[Stated goal]
Write out the section of the "Save a Prayer" page starting with "1982 single by" and going on through "song in the UK.", word for word.

[Document section]
####

Single by Duran Duran

from the album Rio
- B-side: "Hold Back the Rain" (remix); "Save a Prayer" (from the Arena); "Careless Memories" (from the Arena);
- Released: 9 August 1982
- Recorded: January–February 1982
- Studio: AIR (London, UK)
- Genre: New wave; synth-pop;
- Length: 6:05 (video version); 5:32 (album version); 3:45 (US single version);
- Label: EMI; Capitol;
- Songwriters: Simon Le Bon; John Taylor; Roger Taylor; Andy Taylor; Nick Rhodes;
- Producer: Colin Thurston

Duran Duran UK singles chronology
| "Hungry Like the Wolf" (1982) | "Save a Prayer" (1982) | "Rio" (1982) |

Duran Duran US singles chronology
| "The Wild Boys" (1984) | "Save a Prayer" (1985) | "A View to a Kill" (1985) |

Music video
- "Save a Prayer" on YouTube

= Save a Prayer =

1982 single by Duran Duran

"Save a Prayer" is a song by the British pop rock band Duran Duran, released on 9 August 1982 as the third single from their second album Rio (1982). It became Duran Duran's biggest hit (at the time) on the UK singles chart, reaching number two. As of October 2021 "Save a Prayer" is the sixth most streamed Duran Duran song in the UK.

####

[Data records]
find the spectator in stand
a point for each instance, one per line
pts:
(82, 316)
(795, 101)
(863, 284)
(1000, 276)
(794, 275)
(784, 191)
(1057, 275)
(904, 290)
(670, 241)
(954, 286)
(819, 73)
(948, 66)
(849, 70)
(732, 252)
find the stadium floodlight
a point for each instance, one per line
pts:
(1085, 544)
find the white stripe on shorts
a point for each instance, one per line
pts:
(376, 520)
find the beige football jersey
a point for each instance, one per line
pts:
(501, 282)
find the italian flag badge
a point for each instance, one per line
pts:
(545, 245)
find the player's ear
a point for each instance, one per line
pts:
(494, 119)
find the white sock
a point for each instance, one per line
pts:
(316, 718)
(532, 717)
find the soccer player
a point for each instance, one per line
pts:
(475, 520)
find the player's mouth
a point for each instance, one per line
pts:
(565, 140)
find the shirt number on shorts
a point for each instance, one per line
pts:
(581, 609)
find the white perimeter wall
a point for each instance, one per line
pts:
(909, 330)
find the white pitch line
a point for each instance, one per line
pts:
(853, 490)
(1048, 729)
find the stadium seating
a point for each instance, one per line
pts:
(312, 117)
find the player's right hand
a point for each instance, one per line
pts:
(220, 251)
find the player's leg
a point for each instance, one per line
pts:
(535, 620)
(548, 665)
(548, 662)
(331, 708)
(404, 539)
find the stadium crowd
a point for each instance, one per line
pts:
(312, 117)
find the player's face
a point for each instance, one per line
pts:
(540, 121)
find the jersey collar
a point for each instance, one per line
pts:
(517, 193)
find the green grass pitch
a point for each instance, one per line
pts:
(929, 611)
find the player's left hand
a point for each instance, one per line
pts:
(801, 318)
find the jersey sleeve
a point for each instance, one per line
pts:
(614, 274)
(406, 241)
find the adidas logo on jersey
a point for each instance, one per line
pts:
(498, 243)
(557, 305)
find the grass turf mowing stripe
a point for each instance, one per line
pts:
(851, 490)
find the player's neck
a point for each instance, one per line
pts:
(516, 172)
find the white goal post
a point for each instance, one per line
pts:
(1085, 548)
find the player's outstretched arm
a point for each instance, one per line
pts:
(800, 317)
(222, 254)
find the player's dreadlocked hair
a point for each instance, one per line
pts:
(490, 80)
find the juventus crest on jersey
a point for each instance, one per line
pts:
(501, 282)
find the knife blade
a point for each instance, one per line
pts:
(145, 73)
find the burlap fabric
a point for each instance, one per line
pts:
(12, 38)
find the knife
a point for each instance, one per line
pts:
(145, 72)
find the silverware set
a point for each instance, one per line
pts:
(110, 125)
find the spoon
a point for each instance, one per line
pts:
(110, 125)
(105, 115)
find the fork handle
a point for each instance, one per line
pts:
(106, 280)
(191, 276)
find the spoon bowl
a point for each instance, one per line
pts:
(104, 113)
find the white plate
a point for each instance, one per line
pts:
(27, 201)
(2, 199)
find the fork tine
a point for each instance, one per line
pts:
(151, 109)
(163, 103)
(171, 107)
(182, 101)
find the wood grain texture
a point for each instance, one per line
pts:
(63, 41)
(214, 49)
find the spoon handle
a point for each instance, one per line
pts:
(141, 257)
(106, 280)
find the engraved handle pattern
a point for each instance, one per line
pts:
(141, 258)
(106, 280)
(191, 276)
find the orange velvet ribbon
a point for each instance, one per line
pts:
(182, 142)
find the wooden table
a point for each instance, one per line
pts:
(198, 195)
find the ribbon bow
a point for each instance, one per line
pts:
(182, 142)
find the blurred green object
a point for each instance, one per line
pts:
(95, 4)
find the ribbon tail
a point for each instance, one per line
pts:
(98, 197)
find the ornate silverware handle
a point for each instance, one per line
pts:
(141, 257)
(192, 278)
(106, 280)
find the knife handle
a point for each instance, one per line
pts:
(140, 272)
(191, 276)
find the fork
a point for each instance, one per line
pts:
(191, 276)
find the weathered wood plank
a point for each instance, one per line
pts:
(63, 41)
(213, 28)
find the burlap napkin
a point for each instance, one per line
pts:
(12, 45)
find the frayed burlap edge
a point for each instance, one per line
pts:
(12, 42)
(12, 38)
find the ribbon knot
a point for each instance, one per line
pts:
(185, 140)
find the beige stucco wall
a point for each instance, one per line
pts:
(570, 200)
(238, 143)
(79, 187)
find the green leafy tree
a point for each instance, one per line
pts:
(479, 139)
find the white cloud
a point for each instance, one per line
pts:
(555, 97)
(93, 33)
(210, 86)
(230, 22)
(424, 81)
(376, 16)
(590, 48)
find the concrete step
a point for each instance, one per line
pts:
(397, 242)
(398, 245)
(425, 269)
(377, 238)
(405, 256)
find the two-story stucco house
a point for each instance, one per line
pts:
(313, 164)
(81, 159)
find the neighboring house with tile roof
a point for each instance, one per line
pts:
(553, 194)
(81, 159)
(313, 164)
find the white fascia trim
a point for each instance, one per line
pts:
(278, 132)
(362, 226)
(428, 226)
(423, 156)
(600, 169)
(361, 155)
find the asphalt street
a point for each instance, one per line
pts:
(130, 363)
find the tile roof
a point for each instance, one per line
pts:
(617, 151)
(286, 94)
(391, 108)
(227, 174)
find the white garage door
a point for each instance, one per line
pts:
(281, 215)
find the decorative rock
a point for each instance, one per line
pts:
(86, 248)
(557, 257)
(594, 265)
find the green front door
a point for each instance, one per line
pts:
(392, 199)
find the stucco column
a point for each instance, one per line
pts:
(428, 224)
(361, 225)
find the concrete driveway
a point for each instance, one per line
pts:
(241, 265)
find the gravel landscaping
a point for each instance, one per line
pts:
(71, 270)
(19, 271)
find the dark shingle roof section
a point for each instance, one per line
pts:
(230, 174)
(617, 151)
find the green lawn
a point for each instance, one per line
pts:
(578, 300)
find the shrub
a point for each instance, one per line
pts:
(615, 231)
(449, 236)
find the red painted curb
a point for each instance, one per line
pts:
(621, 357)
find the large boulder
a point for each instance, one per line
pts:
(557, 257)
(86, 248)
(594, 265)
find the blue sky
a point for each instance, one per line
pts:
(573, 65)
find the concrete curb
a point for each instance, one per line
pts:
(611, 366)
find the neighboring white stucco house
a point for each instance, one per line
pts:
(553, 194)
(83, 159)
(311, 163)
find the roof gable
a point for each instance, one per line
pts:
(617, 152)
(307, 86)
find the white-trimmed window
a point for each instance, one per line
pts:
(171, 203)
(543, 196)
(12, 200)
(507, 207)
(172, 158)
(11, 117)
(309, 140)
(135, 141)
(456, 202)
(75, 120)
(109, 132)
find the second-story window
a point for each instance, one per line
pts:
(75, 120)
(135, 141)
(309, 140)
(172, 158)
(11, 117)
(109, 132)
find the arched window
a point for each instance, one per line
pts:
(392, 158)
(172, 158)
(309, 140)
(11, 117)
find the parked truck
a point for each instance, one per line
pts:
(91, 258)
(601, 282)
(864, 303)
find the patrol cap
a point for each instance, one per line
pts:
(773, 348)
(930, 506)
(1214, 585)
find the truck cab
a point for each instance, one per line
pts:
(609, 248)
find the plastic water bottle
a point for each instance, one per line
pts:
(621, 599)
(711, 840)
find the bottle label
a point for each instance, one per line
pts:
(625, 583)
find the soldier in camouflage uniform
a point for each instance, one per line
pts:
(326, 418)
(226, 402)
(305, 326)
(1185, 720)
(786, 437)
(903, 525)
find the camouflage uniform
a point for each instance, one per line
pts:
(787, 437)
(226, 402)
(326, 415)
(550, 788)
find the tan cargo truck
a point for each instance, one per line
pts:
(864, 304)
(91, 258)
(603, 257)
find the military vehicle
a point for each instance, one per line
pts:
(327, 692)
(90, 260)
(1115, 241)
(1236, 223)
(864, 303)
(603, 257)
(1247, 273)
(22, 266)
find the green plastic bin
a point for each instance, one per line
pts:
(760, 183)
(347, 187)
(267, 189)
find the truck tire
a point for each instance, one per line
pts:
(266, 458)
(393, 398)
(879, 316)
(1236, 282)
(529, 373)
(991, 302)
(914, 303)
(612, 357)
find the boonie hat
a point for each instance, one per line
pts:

####

[Exercise solution]
1982 single by Duran Duran

"Save a Prayer" is a song by the British pop rock band Duran Duran, released on 9 August 1982 as the third single from their second album Rio (1982). It became Duran Duran's biggest hit (at the time) on the UK singles chart, reaching number two. As of October 2021 "Save a Prayer" is the sixth most streamed Duran Duran song in the UK.